:: TEXT SHOWN ::

Today as I was going through some old files, I stumbled upon an absolute treasure.  It was another book that I had written 10 years ago!!  It was never published or released.  None of the material was ever put out even on my blog.  It was a collection of reflections that I wrote during a period of time when I began to question and doubt many of the “traditional” views and beliefs handed down to me as a Christian.  I wrote about questions that I was wrestling with, things that I was not “allowed” to voice because I was a pastor.  After it was written, we began the process of adopting Taylor, our first daughter, and then life just… took over.  The book sat in my files, never saw the light for the next 10 years.  It never had a single reader, until today.

When I read it again today, it felt like it was written as a gift to myself, 10 years into the future.   It’s hard to put into words how I felt reading the book, it was like in the movies when you travel back in time and have a conversation with yourself 10 years younger.  The wonderful thing about reading this old book was that I discovered who I am today didn’t just happened overnight.  The views that I hold, the way I approach faith, the person that I am today is a result of a long growing process that started with some of the questions that I wrote about in that first book.  It further confirmed my view that life is indeed a continuous story, with one page leading to the next.

:::
:: RECORDED INFORMATION ::

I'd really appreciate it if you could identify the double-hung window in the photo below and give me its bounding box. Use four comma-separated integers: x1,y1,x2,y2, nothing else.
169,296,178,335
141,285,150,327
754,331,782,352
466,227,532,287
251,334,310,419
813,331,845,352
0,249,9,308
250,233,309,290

:::

▶ **TASKS TO PERFORM**
a) In the passage about the rediscovered book, what happened after the book was written that kept it sitting in the files?
b) Carry on the passage about the rediscovered book, picking up right after its final sentence.
The lines shown with the passage about the rediscovered book are separate material and have nothing to do with it.

▶ **ANSWERS IN ORDER**
a) The writer began the process of adopting Taylor, their first daughter, and life took over.

b)
So, I have just found myself my second writing project:  I will take that first book, and for each chapter I will write an update/reflection, written by me, 10 years after.  It will be such an interesting writing experience.  I can’t wait to start! :-)

For my friend

20 years ago, when I was going through a painful time in my life, I decided to run my first marathon.  I wasn’t really a runner, I just needed to prove to myself that I can conquer anything that I set my mind to.   I was determined to look the 42.195 km course in the eye and beat it back.

I still remember the race.  As I got to the last few km’s, I could feel my body running out of fuel.  My lungs were burning.  My legs were screaming for mercy.  When I reached the last km, four and a half hours after the start, my legs were cramping so badly that I was barely shuffling along.

And then all of a sudden, I looked up, and there you were!  You had been waiting for me at the last km marker.  You saw I was in trouble, so you hopped the fence, got onto the course and ran along side of me for the last km!

Do you remember what you said?  I do.  “Don’t say anything.  Conserve your energy.  I am here to see you through to the finish line.”

So you ran beside me for the last kilometer.  Step by step.  When I could run a little, you ran.  When I needed to slow down to a shuffle.  You shuffled.   When I needed to walk, you walked right along side of me.

You never said a word.  You just ran and walked with me.

Every single step.

When I finally made the last turn toward the final straightaway up to the finish line, you slapped me on my back, and said, “Go on up, run to the finish line.  This is your moment.”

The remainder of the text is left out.